* Data excerpts:
┄┄┄┄┄┄
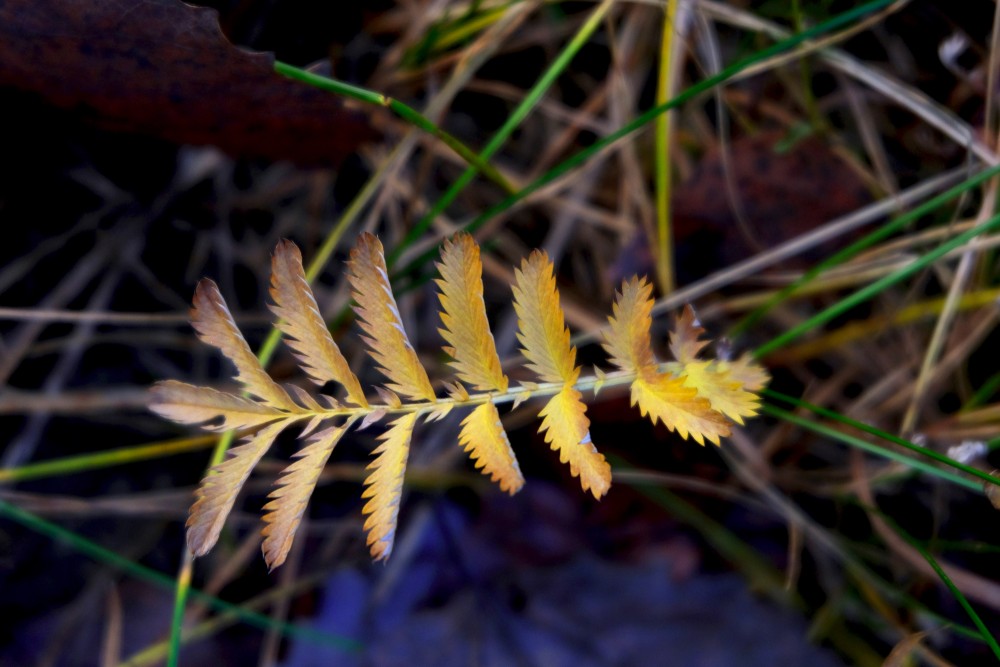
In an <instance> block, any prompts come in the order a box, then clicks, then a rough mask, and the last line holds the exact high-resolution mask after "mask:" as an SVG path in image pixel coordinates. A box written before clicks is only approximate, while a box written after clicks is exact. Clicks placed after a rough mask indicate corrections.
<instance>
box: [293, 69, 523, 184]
┄┄┄┄┄┄
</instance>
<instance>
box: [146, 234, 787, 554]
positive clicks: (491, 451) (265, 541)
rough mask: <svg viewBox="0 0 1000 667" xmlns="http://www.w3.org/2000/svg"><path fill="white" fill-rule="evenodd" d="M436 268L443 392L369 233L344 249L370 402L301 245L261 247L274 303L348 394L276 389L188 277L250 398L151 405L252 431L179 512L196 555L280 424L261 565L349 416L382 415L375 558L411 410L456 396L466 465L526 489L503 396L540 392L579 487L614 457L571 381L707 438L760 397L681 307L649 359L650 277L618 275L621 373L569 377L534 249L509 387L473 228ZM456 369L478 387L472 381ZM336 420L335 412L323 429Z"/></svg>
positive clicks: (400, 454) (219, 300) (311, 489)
┄┄┄┄┄┄
* What to do: Wherever a line of the data holds "clicks", copy that line.

* Response to this exercise:
In an <instance> block, any prompts come in the order a box, then clicks, then a rough mask, and the last line holds the exact high-resolution mask after "mask:" as an SVG path in image pixel coordinates. A box written before clicks is only approximate, while a box written after clicks is exact. Clicks placed after a rough mask indicate corrections.
positive clicks: (491, 451) (265, 541)
positive clicks: (400, 454) (219, 300) (311, 489)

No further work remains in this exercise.